Copy out the records from the line containing "Exercise. Point out the woman's forehead" through the line containing "<point>182,363</point>", with "white background" replaced by "pale background" and nothing else altered. Give only those lines.

Position identification records
----------------------------------------

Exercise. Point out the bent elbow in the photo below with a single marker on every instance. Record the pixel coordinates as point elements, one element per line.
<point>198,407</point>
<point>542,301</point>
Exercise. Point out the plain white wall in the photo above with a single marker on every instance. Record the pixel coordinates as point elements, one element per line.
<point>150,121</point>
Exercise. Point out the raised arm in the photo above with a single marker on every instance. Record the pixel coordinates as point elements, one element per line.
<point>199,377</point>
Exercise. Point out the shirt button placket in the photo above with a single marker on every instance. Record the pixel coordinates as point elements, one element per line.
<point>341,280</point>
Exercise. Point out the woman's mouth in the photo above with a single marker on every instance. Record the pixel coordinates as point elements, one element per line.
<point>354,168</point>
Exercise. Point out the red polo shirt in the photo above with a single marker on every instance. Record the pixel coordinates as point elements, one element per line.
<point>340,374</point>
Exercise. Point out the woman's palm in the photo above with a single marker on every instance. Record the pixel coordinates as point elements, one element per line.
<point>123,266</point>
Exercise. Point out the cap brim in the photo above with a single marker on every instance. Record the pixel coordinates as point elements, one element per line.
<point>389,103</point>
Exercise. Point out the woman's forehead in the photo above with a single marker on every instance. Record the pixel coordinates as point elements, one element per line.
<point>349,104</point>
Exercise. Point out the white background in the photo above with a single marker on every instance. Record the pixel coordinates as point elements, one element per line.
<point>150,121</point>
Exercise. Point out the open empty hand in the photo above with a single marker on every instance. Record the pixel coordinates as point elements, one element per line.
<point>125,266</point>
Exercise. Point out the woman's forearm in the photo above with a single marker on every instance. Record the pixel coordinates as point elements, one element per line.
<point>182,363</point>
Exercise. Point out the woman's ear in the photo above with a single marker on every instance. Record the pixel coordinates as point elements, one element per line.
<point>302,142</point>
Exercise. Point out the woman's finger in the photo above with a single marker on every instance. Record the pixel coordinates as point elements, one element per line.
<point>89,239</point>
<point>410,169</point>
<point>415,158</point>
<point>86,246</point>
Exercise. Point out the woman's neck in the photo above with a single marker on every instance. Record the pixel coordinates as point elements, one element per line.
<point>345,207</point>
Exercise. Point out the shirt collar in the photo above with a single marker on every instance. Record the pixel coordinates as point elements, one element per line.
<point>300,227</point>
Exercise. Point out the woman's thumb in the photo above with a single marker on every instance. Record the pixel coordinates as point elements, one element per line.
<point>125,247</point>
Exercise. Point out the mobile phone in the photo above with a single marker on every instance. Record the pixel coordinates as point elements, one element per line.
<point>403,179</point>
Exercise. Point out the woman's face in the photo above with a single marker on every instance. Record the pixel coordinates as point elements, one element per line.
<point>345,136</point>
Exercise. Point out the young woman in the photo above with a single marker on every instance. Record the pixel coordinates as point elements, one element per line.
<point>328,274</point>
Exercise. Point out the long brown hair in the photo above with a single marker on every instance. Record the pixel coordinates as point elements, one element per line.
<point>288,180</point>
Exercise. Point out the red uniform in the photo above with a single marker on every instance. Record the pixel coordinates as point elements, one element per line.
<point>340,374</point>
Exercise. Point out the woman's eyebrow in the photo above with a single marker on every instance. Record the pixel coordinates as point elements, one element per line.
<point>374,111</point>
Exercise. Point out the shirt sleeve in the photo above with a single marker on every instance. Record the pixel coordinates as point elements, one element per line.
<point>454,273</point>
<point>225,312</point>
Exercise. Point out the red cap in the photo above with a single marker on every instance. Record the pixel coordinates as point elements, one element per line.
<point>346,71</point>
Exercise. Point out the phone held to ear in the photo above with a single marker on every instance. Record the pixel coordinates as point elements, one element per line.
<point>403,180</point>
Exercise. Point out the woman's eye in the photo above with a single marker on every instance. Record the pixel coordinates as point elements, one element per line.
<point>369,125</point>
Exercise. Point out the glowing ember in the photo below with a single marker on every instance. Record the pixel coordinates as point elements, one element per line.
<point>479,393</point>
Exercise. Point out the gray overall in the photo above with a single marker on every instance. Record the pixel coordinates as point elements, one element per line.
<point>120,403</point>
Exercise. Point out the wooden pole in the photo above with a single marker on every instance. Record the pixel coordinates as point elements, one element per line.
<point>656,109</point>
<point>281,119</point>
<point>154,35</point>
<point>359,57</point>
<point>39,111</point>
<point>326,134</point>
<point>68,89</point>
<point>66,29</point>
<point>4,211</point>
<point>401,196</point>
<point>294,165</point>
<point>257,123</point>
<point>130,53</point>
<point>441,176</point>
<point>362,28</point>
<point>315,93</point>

----------------------------------------

ANSWER IN FULL -
Exercise. Point out the woman's forehead in the photo above with a single marker on every instance. Record the pixel coordinates as point elements, one element per line.
<point>349,104</point>
Exercise. Point out the pale background in the photo above with a single marker on every instance. Record the pixel coordinates as point elements, one element per line.
<point>150,121</point>
Exercise. Point out the open empty hand in the photo above with a single marker on every instance. Record the pixel coordinates as point elements, one element per line.
<point>125,266</point>
Exercise. Point out the woman's forearm in the photo above with a single marker on every instance. Record the pixel coordinates as point elements, one element per line.
<point>182,363</point>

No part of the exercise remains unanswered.